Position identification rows
[START]

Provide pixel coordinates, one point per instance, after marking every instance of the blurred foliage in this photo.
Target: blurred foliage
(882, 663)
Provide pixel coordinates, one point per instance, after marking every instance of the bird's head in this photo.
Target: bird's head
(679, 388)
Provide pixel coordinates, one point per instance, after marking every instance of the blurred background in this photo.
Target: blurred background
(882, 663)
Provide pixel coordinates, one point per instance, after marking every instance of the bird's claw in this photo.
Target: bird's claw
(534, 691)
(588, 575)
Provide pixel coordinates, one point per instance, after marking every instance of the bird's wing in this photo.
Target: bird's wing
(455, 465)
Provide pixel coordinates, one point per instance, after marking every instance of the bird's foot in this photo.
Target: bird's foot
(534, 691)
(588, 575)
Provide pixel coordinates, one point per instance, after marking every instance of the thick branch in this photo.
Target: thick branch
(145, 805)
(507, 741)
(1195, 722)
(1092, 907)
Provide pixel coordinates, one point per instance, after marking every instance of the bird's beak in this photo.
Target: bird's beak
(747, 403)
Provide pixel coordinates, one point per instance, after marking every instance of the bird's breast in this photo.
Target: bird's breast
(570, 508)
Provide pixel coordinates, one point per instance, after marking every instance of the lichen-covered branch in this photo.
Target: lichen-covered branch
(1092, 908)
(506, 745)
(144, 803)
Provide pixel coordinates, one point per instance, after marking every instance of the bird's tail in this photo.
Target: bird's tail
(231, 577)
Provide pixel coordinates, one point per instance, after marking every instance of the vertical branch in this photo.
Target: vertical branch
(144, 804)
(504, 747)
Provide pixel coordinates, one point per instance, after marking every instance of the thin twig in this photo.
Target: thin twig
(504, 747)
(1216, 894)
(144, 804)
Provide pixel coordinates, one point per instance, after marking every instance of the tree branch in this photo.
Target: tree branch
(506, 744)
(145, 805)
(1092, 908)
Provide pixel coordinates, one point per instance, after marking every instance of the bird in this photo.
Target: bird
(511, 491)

[END]

• _Brief_
Replace "Target" with "Label" throughout all the rows above, and write the rows out again with everything else left unchanged.

• _Solution for this task_
Provide pixel coordinates, one point per instance, after marking every instance of the blurred foliage in this photo.
Label: blurred foliage
(882, 663)
Provide pixel coordinates, one point per instance, after marking every instance of the bird's head in this photo.
Label: bird's head
(679, 388)
Provide pixel coordinates, one point per instance, after marking every instance of the blurred background in this photo.
Label: blurred background
(882, 663)
Provide pixel coordinates, one point per instance, after marking every instance of the bird's claw in this photo.
Label: bird's claw
(534, 691)
(588, 575)
Provide pixel coordinates, one point per instance, after marking every instance of the bird's wing in this photo.
Label: bird's wing
(455, 465)
Provide pixel coordinates, one point per instance, after marking every instance of the bird's foot in this photo.
Label: bird's foot
(534, 691)
(588, 575)
Provide pixel coordinates, one point per instance, after marking every instance of the thick branch in this photo.
Label: thick branch
(145, 805)
(507, 741)
(1195, 722)
(1092, 907)
Provide pixel coordinates, one point per instance, after marking every instance of the bird's beak in this photo.
Label: bird's beak
(747, 403)
Provide pixel coordinates, one point per instance, after marking every instance of the bird's breast in this photo.
Label: bird's breast
(570, 508)
Provide pixel coordinates, one point per instance, after marking every instance of the lichen-covered branch in this photo.
Label: lichen-covered branch
(1092, 908)
(506, 745)
(144, 803)
Provide pixel coordinates, one point per instance, after marking every instance of the bird's tail in this photo.
Label: bird's tail
(231, 577)
Provide pixel coordinates, one point per instance, after marking every instance of the vertical branch in this photo.
Label: vertical branch
(144, 804)
(504, 747)
Provide pixel coordinates, one point per instance, after marking every instance of the thin twig in this photo.
Label: thin twig
(504, 747)
(1216, 894)
(144, 804)
Provide pixel coordinates, one point per instance, after marking every instance of the tree branch in this photo.
Label: tree branch
(506, 744)
(145, 805)
(1092, 908)
Provide pixel coordinates, one point per instance, after marking every instance of the bird in this photo.
Label: bird
(511, 491)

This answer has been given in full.